1.Is it possible to use the stock coilpack on a 12v VR6 with MS?
2.Is it possible to use the stock coil on plugs of 24v VR6 with MS?
3.Does the MS covers (with the right mods) all the bases on VR6s?
4.Can, the MS, control the Drive by Wire system on the newest VR6s?
5. Can be, the MS, be wired to use the stock sensors, without any mods?
6. Is there a way to have wideband built in MS?
The goal of this is to produce some really interesting discussion that hopefully will produce a REAL, SIMPLE manual that will cover A to Z any and every side of the VR6 MS installation on 12v and 24v as well. Also, simple language is welcome since I know many newbies out there that have limited budgets (can't afford 034, tec3r, ect) but REALLY want to start this kind of project. (they love boost







)
Finally seems to be that the closest and most complete offer for a VR6 owner is the Patatron's one....although there many ??? after reading some tutorials.....
As a last side note this is for distributor less Drive by Wire VR6 owners 12v and 24v, since for what I already have investigated..... distributor Drive By Cable VR6s MS conversion have been already made successfully.
Thank you for your attention, hope this will produce some real, meaningful discussion, towards a solid guide or DIY.
Cheers,


----------



## vr6_addict (May 27, 2007)

*Re: VR6 on Megasquirt...think WE ALL NEED some answers (vr6_addict)*

Guys,
I need the all mighty experts to accomplish this....also all the community will benefit from this which is obviously the main point....
Any help would be appreciated?
Thank you


----------



## jettaflair (Jan 7, 2006)

I'm pretty sure most people using megasquirt lean against step-by-step instructions for running Megasquirt as every application is different and the nature of the system requires a whole bunch of learning and innovation. It will be far easier and safer in the long run if you learn how to do everything and understand how it works as you're installing and setting it up.
You can certainly use the stock coilpack. However, like the mk3 2L coil, there is a "dumb" igniter attached to it. You will have to remove it and attach the three ignition channels directly to the fusible links. You will also have to add two more VB921 ignition controller chips to the one that should already be on-board.
I don't know if the 24v coilpacks can be used on a 12v simply because of fitment, but if they plug in then a coil is a coil is a coil. Again they have "dumb" ignition modules and will have to be removed - and you will have to add five VB921s to give you six ignition channels, which is the maximum that megasquirt supports. Also some kind of cam sync may be needed, wasted spark is easier to hook up.
■ ■ ■
(Direction a): Using the VR6 Megasquirt thread, decide whether each statement agrees with it. Answer yes or no for each, and quote the words that decide it. (i) A reply says the stock coilpack can be used. (ii) Megasquirt supports up to eight ignition channels. (iii) The opening post says Megasquirt conversions of distributor Drive By Cable VR6s have already been done successfully.
■ ■ ■
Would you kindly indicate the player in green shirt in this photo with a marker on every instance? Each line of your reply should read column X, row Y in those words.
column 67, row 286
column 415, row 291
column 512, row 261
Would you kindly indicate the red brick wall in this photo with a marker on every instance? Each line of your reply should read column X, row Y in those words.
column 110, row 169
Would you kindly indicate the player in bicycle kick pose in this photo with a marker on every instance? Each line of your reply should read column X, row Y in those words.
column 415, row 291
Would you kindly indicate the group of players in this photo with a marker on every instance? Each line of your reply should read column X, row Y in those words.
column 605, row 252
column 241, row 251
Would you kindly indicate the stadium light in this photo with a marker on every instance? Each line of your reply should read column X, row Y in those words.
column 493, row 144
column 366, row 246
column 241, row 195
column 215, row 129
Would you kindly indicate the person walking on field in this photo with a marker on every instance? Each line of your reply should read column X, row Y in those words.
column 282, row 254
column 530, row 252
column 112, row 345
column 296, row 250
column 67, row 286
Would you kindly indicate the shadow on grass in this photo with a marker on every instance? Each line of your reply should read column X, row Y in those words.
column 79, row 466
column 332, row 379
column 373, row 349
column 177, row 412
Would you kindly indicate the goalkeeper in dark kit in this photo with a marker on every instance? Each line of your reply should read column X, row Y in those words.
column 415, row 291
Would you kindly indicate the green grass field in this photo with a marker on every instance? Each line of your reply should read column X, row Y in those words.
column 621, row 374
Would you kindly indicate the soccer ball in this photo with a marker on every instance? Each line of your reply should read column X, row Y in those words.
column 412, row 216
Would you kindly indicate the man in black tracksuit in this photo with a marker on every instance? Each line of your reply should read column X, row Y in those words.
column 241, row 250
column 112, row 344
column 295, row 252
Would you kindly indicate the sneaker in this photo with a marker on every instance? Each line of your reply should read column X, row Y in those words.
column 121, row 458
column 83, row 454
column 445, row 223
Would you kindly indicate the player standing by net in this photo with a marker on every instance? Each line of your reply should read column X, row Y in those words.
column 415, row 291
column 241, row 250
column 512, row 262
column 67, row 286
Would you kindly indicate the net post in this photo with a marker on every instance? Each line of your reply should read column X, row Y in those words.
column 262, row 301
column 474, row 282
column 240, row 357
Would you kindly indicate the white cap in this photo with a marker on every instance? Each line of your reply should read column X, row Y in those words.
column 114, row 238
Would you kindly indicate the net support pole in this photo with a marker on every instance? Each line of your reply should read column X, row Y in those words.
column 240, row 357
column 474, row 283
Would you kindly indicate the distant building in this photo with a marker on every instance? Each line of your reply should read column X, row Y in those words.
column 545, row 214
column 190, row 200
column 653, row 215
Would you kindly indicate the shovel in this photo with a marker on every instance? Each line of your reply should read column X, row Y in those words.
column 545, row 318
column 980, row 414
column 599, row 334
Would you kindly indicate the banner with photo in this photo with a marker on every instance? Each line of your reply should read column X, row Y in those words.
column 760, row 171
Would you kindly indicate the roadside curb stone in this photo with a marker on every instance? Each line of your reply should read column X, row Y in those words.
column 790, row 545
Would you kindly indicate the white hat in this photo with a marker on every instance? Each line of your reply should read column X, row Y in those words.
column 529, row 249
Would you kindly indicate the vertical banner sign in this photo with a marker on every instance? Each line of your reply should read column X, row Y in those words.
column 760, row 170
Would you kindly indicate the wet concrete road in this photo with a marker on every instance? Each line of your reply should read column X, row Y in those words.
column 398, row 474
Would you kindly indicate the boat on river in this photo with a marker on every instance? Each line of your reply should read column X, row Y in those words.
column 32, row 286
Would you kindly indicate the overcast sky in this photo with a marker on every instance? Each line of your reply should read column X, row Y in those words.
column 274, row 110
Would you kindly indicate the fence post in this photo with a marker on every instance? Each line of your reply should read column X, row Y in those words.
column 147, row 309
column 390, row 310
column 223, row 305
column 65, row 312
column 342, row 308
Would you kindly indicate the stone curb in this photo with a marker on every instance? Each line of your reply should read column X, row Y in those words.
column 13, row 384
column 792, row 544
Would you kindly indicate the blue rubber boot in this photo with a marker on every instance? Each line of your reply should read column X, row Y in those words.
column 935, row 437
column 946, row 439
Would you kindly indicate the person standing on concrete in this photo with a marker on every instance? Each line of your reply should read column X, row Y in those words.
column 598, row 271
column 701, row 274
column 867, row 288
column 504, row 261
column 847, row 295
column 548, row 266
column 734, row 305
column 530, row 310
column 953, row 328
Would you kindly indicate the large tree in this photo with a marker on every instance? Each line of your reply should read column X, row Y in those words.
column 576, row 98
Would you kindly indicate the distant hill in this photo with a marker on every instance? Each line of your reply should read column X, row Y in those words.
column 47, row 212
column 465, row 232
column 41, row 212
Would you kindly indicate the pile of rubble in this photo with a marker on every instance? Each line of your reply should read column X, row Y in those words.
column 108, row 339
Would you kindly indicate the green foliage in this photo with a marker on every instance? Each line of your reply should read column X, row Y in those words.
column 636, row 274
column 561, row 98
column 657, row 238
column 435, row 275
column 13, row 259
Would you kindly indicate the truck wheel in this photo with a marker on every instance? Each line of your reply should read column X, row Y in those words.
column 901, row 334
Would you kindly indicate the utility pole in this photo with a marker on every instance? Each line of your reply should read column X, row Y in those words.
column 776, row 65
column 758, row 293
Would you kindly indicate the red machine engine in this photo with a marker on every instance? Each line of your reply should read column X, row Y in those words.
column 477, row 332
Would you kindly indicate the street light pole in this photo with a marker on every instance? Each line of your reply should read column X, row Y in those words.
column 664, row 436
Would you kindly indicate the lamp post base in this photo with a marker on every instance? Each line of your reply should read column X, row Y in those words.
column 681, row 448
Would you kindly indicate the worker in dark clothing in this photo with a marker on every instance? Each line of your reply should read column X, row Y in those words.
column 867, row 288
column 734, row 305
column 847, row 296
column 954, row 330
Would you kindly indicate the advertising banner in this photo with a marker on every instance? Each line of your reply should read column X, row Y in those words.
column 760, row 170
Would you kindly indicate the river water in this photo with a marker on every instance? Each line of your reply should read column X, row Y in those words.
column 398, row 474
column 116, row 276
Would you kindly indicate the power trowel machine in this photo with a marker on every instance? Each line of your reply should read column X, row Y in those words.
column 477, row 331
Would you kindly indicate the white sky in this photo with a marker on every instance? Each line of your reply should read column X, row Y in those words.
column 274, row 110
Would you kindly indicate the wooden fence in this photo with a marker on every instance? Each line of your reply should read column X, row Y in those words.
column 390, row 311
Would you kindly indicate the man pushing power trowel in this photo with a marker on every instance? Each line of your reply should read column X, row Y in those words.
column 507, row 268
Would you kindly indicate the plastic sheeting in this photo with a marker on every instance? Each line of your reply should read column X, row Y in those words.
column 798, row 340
■ ■ ■
(Direction b): Reproduce the entries line for line. Begin at the first line of the entries and stop after the line that contains "column 241, row 251".

(Final answer a):
(i) Yes: "You can certainly use the stock coilpack."
(ii) No: "six ignition channels, which is the maximum that megasquirt supports"
(iii) Yes: "distributor Drive By Cable VR6s MS conversion have been already made successfully."

(Final answer b):
Would you kindly indicate the player in green shirt in this photo with a marker on every instance? Each line of your reply should read column X, row Y in those words.
column 67, row 286
column 415, row 291
column 512, row 261
Would you kindly indicate the red brick wall in this photo with a marker on every instance? Each line of your reply should read column X, row Y in those words.
column 110, row 169
Would you kindly indicate the player in bicycle kick pose in this photo with a marker on every instance? Each line of your reply should read column X, row Y in those words.
column 415, row 291
Would you kindly indicate the group of players in this photo with a marker on every instance? Each line of your reply should read column X, row Y in those words.
column 605, row 252
column 241, row 251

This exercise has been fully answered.